Annotated coordinate records:
━━━━━━
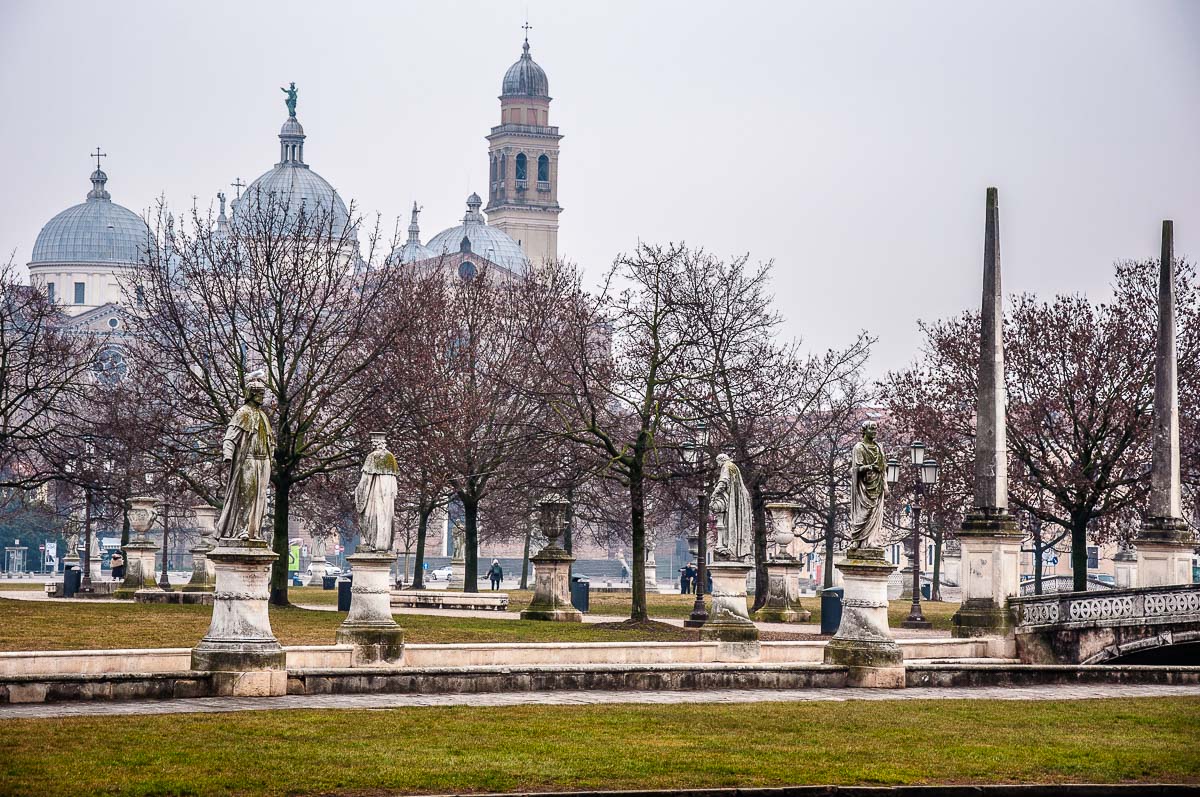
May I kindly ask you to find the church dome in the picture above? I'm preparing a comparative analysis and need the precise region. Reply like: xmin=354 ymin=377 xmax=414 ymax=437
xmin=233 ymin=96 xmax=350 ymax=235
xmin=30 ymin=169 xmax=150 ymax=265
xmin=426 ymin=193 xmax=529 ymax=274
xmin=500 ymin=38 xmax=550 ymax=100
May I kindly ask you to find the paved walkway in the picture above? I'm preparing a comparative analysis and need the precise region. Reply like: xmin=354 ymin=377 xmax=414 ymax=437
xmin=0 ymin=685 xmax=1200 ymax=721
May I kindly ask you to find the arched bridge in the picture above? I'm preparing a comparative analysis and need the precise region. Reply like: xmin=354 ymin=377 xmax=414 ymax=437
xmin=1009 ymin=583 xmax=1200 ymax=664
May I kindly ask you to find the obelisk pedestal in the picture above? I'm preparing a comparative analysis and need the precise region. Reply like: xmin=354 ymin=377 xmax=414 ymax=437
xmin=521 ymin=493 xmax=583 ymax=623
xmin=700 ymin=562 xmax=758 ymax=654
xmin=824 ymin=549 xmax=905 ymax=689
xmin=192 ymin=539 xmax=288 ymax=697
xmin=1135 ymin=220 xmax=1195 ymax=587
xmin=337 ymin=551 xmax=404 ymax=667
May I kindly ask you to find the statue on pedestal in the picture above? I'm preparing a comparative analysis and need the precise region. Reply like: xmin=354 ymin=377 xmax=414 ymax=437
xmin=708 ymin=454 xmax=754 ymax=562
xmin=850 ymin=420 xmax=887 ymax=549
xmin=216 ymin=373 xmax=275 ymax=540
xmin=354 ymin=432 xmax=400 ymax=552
━━━━━━
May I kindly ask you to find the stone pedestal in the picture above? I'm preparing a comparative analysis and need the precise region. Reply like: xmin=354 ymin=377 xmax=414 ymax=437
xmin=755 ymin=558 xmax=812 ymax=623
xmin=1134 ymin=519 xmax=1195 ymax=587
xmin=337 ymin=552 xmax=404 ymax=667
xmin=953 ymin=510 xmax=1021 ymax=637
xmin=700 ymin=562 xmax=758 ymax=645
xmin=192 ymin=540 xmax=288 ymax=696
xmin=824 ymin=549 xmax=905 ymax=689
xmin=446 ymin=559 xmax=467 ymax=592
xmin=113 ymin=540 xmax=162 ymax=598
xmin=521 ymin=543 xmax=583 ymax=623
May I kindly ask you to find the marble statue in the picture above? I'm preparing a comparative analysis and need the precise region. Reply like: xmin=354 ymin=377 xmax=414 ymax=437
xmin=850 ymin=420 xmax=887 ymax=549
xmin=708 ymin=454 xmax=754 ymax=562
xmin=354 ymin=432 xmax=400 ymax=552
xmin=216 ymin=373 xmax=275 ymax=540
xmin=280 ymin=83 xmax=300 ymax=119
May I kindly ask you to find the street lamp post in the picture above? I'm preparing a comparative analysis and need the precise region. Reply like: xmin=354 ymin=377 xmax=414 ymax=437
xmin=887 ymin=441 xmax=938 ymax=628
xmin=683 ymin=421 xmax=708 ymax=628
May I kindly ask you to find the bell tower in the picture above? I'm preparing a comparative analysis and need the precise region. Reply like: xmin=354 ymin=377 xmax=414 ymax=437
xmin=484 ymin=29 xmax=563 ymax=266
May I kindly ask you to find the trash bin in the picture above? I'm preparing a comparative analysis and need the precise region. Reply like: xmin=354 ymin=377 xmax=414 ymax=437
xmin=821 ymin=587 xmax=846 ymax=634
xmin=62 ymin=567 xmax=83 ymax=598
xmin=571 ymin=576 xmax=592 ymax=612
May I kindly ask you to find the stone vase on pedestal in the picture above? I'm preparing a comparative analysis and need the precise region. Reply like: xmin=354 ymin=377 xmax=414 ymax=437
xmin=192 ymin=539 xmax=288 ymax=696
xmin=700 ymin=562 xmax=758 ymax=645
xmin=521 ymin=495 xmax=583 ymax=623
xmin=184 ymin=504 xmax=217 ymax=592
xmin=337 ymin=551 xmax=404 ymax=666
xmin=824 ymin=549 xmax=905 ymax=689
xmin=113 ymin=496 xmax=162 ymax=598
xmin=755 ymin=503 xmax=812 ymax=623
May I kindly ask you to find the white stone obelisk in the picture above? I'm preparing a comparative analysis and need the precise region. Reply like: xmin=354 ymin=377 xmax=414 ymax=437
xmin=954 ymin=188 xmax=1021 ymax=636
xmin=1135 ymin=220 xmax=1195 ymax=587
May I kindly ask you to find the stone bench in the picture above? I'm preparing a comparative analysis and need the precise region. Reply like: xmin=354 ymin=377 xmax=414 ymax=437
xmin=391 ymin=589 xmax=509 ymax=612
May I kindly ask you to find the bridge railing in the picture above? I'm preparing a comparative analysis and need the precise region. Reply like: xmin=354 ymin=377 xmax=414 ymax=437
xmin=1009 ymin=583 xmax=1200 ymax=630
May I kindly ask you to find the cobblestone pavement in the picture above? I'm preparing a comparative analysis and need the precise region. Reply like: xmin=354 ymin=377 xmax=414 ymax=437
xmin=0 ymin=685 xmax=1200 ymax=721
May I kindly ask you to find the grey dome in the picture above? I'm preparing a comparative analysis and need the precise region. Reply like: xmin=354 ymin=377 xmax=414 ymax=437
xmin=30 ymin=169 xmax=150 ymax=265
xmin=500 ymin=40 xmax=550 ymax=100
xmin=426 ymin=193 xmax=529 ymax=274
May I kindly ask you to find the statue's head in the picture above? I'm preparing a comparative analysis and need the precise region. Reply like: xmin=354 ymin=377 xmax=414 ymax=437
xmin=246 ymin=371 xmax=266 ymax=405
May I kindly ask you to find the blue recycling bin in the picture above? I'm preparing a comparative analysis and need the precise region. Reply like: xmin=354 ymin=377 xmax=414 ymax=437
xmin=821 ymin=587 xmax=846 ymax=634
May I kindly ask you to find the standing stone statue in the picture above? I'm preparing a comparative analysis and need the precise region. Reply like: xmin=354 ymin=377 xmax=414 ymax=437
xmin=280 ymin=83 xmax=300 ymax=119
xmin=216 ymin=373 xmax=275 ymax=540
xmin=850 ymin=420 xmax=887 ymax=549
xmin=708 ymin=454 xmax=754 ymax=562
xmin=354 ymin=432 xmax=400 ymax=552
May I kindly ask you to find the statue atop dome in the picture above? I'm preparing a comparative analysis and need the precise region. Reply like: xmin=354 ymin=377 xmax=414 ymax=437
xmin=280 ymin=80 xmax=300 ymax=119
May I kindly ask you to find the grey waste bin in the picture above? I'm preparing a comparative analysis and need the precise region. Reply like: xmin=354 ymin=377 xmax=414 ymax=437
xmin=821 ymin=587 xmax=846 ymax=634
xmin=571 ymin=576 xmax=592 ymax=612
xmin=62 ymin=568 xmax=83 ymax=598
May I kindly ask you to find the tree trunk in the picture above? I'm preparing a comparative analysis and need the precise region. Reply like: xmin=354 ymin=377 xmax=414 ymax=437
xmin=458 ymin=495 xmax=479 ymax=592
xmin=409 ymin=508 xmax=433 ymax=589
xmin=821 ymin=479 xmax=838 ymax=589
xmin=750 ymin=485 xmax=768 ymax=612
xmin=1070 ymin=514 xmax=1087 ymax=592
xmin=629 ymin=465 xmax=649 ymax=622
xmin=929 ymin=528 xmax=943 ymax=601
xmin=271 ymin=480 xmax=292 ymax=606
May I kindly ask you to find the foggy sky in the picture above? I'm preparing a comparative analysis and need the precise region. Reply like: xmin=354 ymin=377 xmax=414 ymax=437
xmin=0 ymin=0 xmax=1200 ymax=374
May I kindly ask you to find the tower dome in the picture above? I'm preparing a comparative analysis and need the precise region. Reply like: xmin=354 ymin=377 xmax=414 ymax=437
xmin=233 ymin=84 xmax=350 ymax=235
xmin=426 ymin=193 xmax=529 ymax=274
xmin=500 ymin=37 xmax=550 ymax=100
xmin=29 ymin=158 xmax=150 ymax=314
━━━━━━
### The task
Rewrite the listing lines starting at the one containing "May I kindly ask you to find the street" and ending at the one containing "xmin=683 ymin=421 xmax=708 ymax=628", changing "street lamp post" to "lamppost" and leaving everything else untouched. Return only those lines.

### The response
May I kindly ask you to find the lamppost in the picture above? I'm preparing a comparative analysis and need the precise region. Reply like: xmin=354 ymin=377 xmax=414 ymax=437
xmin=887 ymin=441 xmax=938 ymax=628
xmin=683 ymin=421 xmax=708 ymax=628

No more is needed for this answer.